PROBLEMS TO SOLVE »
1 - Using the QM2 review, decide whether each statement below agrees with it. Answer yes or no for each, and quote the words of the review that settle it.
(a) The reviewer won money at roulette.
(b) The reviewer's wife was pleased with the scones at afternoon tea.
(c) The Britannia restaurant is described as plain.
2 - Answer these three short questions from the QM2 review.
(a) What was the steward's name?
(b) Besides the planetarium, what two other uses does Illuminations serve?
(c) How many customers are on board?

::: SUPPLIED PASSAGE

Anyway back to the ship. The cabins were roomy, clean and the steward was exceptional (Reynaldo). We were celebrating our anniversary (April 1st) and received lots of goodies - certificate, anniversary card, flowers, champers and chockies and a free photo. My wife indulged in afternoon tea, which she had been so looking forward to. She was disappointed in the scones. Not particularly good with fresh cream and red-currant processed jelly. Hardly strawberry jam and clotted cream, but then again hardly afternoon tea either. A major disappointment. I watched a football match in the Golden Lion Bar and enjoyed a pint or two of Guinness. Seems she got the short-straw.
The planetarium in Illuminations is a must do and the Commodore Club and Cigar lounge are excellent - the cappuccino is a must. Illuminations also serves as a cinema and a church - so try and plan your activities as you may get all the thou-shalts and Onward Christian Soldiers when you might have been hoping for Casino Royale The library is extensive and while you are at the pointy end of the ship - you might as well have a look at the bridge. Men in uniforms looking through binoculars and looking very important but not seemingly doing much. I suppose it's a bit like flying a plane - not a lot to do between Go and Stop.
The shops on board are okay although the frequent sales that they have in the hallways appear to be selling stuff that they would seemingly never sell in the shops. The sale-clothing was not particularly good quality, but some of the gift sets were okay - but they are generally for other people and not yourself !
The casino is interesting and I tried to gain a smidgeon of understanding on the game of craps, but generally just enjoyed hooting and a hollering with our American cousins who can get overly animated around the table during a game. They roll dice, cheer and hoot, then lose or win - that's about all I learned. I did however win $50 at roulette which my wife spent on some tacky photo's that you are continuously hassled to stand for. Well at least we have a photo of us in all our finery, stood in front of another photograph of the ship As regards the general feel of the ship, I had imagined sheer opulence and was somewhat let down - not by Cunard, but possibly by my own envisaged standards. The best way of summing the dEcor and lavishness of being on the QM2 is that it is rather akin to being in Marks & Spencers for a week. I leave it you to judge whether or not this is of sufficient standard. Those I shared this snippet with generally smiled and nodded in agreement. However I must point out that the Britannia restaurant is rather grand. Don't forget there are 2300 customers and over a 1000 staff on board, so be prepared to queue - like everything else on board the queues are big. I suppose this is why the Queen Mary 2 is referred to as QM2 with a heavy emphasis on the Q.
The entertainment manger / director has a rather unpleasant manner in which he continually reminds everyone of the exceptional entertainment and how hard they all work. Well thanks Mr whoever you are- but I was quite capable of forming my own opinion on this. The entertainment was excellent and they all worked hard ! He is your archetypal salesman - your best mate - someone who's doing you a favor. He may however be a good organizer - but he should avoid the limelight of interviewing guest stars or introducing the acts. He is in fact so bad, he makes Charlotte Church look good.

::::::
::: SUPPLIED INFORMATION

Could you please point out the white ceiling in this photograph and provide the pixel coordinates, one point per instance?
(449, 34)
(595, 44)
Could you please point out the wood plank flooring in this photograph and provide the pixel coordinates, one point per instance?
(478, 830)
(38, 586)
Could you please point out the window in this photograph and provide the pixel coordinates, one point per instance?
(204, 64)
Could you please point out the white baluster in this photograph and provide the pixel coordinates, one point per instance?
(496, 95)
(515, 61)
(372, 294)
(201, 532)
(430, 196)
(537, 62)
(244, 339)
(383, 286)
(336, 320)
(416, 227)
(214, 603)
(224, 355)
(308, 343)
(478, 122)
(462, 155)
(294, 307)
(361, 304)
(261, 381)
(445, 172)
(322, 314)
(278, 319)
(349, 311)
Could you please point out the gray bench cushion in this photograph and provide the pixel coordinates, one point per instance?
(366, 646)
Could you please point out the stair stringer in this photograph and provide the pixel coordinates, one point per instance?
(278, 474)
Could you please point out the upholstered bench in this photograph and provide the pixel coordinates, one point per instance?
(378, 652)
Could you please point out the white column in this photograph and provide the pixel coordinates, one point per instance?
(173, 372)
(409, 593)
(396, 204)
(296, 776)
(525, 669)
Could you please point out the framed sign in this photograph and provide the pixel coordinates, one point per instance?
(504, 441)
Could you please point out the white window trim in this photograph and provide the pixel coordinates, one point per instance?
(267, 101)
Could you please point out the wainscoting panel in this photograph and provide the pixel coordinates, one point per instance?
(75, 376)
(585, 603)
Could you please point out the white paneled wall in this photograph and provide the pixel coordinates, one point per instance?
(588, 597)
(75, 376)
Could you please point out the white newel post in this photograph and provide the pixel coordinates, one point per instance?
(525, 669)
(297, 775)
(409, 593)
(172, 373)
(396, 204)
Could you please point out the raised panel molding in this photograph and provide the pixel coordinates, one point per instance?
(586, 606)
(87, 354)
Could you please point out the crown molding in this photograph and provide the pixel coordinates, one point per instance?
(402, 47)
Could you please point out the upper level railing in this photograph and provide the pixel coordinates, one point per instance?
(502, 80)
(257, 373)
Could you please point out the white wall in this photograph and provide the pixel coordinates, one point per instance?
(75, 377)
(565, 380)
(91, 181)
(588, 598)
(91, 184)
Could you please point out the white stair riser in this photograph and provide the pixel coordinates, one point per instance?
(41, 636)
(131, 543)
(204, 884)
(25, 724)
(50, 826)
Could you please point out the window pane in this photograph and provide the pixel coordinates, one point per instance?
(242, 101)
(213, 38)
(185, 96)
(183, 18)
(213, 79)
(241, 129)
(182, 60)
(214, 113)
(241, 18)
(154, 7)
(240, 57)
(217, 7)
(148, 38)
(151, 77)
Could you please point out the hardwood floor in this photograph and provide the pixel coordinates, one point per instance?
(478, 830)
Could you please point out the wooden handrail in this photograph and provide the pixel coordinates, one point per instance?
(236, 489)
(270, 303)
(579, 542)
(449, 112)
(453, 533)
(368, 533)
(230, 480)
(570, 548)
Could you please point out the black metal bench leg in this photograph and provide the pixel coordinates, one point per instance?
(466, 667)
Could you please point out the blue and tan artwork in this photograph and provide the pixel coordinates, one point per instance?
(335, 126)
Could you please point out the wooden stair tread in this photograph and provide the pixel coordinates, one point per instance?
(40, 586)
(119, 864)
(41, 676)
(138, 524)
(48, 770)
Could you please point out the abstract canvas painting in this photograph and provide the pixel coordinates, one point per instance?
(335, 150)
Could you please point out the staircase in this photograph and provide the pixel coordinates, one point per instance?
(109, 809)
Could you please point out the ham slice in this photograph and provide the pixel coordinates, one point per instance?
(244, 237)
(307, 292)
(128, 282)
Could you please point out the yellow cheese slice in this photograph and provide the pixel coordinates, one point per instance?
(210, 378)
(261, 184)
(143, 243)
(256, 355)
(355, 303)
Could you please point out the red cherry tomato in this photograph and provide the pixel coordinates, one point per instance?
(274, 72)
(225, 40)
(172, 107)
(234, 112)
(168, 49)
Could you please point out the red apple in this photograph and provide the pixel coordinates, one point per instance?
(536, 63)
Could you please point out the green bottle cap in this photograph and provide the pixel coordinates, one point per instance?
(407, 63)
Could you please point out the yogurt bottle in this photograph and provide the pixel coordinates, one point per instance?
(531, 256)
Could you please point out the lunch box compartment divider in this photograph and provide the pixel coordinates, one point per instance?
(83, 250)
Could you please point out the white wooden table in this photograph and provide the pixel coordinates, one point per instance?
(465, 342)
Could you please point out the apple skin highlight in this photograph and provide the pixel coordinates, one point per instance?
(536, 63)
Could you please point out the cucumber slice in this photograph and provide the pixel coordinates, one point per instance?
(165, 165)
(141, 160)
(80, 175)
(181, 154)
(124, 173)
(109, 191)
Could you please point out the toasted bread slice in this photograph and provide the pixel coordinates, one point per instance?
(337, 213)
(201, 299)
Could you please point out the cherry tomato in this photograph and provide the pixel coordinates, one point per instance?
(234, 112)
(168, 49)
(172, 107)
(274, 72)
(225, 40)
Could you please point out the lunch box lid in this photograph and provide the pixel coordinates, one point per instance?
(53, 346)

::::::

THE RESULTS »
1 -
(a) Yes: "I did however win $50 at roulette"
(b) No: "She was disappointed in the scones."
(c) No: "the Britannia restaurant is rather grand."

2 -
(a) Reynaldo
(b) A cinema and a church
(c) 2300